WRITTEN EXERCISE:
Report every line in the entries below that contains the string "coordinates", copying each such line whole. Treat the match as case-sensitive.

RECORDS SUPPLIED:
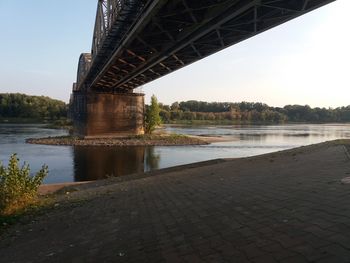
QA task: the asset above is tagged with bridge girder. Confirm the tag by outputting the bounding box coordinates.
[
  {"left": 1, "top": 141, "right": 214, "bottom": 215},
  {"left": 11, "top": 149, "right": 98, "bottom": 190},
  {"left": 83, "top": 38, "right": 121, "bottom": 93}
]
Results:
[{"left": 78, "top": 0, "right": 333, "bottom": 92}]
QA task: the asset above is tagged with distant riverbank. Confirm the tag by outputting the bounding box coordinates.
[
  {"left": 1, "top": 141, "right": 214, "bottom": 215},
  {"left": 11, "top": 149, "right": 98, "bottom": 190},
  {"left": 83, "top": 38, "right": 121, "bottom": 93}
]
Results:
[{"left": 26, "top": 134, "right": 211, "bottom": 146}]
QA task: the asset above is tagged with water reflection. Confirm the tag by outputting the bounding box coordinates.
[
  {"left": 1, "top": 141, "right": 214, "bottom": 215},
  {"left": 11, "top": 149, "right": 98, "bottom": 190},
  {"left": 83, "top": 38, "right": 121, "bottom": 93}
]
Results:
[
  {"left": 145, "top": 147, "right": 160, "bottom": 172},
  {"left": 73, "top": 146, "right": 160, "bottom": 182},
  {"left": 0, "top": 124, "right": 350, "bottom": 183}
]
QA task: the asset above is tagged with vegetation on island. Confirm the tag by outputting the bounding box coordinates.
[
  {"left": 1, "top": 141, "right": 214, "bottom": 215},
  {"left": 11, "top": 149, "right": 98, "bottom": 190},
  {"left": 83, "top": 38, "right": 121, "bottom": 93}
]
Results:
[
  {"left": 0, "top": 93, "right": 68, "bottom": 122},
  {"left": 159, "top": 100, "right": 350, "bottom": 124},
  {"left": 0, "top": 154, "right": 48, "bottom": 216},
  {"left": 145, "top": 95, "right": 161, "bottom": 134}
]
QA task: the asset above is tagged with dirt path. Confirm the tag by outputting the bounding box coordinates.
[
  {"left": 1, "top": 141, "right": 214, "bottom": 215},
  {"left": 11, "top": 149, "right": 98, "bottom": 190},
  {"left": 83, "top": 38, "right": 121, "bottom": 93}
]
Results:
[{"left": 0, "top": 143, "right": 350, "bottom": 262}]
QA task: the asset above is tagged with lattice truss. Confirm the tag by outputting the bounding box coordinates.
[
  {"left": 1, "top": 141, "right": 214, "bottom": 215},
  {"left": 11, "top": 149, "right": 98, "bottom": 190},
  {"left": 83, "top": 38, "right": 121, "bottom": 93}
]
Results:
[{"left": 76, "top": 0, "right": 331, "bottom": 92}]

THE SOLUTION:
QA task: the asset above is tagged with bridge girder. Confirm the tag by outputting the bounding box coordinates.
QA task: the asset above is tagged with distant riverbank. Confirm the tag by outputting the bounding box coordinates.
QA task: the asset above is tagged with water reflection. Confirm the tag by outputting the bounding box coordinates.
QA task: the asset above is tagged with vegetation on island. Confirm the tag by outputting the bounding box coordinates.
QA task: the asset above is tagged with dirt path. Confirm the tag by outputting the bounding box coordinates.
QA task: the asset above is tagged with lattice truss. Confirm the tag by outputting the bounding box coordinates.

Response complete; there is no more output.